_Action item_
All the data below goes into the copy word for word, but the pictures don't.

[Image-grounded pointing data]
┌──

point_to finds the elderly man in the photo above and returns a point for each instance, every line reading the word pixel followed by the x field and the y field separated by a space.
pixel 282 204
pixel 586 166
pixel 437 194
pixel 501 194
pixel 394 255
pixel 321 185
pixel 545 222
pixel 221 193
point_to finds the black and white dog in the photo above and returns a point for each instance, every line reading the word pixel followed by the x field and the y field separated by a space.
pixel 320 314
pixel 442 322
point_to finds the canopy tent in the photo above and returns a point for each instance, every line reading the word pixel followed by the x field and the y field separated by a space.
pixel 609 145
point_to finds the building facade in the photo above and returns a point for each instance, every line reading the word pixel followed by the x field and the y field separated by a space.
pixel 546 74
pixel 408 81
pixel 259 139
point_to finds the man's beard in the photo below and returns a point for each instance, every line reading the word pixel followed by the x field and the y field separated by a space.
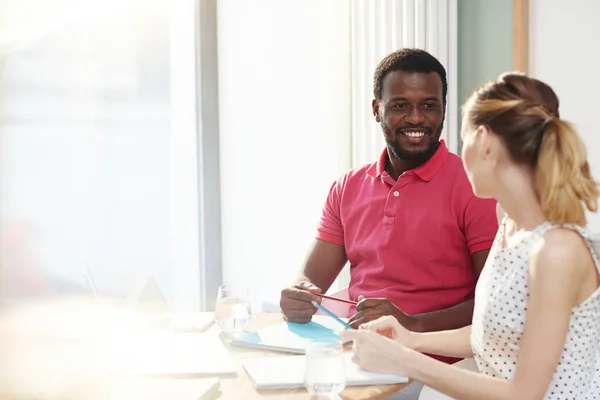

└──

_Answer space_
point_to finds the elderly man in the photo above and returns a point for each instance, every line reading the word pixel followed by the x field and the y field separated by a space.
pixel 282 204
pixel 586 166
pixel 437 194
pixel 501 194
pixel 394 255
pixel 321 185
pixel 545 222
pixel 221 193
point_to finds the black and white dog in the photo above and returns a point for each instance, every line reading the word pixel followed by the x field and the y field separated by a space.
pixel 320 314
pixel 442 322
point_to finds the canopy tent in the photo above and returns a point for each instance, every line reading the word pixel followed by the x field and the y field separated by a space.
pixel 609 145
point_to finds the building facade in the photo above and returns a point for each instance, every line reading the word pixel followed by the x field and the y field separated by a space.
pixel 546 74
pixel 408 81
pixel 259 139
point_to finds the man's beard in the photo below and returns a point for each instance, every line reading the word pixel followed by the x field and the y field separated by a space.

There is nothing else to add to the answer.